## BRIEF
Please rewrite everything from the line containing "task | place a point on the arched" down to the line containing "x=143, y=375", both included. Add 63 to each answer coordinate, and leave the requests and sample coordinates unchanged.

Point annotation data excerpts:
┄┄┄┄┄┄┄┄┄┄┄┄┄┄┄┄┄┄┄┄
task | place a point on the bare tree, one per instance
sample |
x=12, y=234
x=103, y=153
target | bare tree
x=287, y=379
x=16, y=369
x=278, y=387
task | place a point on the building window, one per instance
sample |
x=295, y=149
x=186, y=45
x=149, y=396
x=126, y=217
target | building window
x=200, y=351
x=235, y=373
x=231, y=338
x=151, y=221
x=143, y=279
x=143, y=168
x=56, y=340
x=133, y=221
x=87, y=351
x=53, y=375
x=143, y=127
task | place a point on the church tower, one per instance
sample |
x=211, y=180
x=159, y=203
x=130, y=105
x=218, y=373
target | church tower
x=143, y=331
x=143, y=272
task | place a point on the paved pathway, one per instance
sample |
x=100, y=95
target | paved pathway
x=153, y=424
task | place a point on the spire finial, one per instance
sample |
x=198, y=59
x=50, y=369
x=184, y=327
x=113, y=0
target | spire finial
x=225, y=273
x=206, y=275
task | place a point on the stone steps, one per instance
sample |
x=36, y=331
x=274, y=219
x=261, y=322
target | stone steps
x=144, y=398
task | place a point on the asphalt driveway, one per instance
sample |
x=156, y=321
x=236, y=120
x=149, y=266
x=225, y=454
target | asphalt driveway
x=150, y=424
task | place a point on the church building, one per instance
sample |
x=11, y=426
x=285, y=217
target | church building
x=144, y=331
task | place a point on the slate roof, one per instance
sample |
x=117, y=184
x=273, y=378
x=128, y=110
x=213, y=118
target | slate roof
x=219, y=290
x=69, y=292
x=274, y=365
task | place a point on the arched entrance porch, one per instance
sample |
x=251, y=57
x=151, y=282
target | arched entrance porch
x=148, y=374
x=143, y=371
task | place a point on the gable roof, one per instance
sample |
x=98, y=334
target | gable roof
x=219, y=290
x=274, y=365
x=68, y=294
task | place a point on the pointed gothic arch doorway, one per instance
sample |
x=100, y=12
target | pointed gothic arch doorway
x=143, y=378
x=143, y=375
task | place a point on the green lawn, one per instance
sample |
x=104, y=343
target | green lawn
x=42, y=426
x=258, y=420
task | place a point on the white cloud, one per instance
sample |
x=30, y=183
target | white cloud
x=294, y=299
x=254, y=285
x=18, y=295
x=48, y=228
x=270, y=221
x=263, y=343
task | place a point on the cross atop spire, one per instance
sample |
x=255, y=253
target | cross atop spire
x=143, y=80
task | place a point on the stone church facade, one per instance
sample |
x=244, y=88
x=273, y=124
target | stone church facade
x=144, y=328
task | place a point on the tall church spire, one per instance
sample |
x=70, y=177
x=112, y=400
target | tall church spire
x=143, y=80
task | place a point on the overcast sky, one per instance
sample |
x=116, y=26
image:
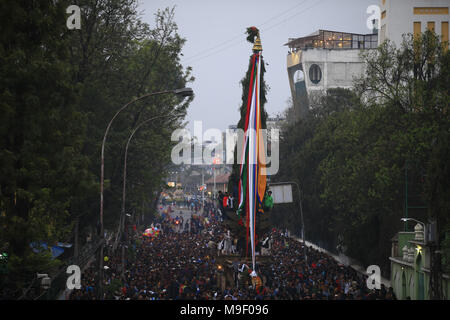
┄┄┄┄┄┄┄┄┄┄┄┄┄┄┄┄┄┄┄┄
## EXERCISE OUTPUT
task | place a point on the arched entrance porch, one per instance
sample |
x=251, y=57
x=151, y=282
target | arched entrance porch
x=211, y=437
x=206, y=434
task | place a point on the gable roof, one per instance
sample |
x=98, y=334
target | gable roof
x=282, y=353
x=337, y=428
x=131, y=357
task | place a point on the pointed gothic arch doorway, one per instance
sample |
x=100, y=12
target | pointed gothic arch doorway
x=206, y=441
x=206, y=438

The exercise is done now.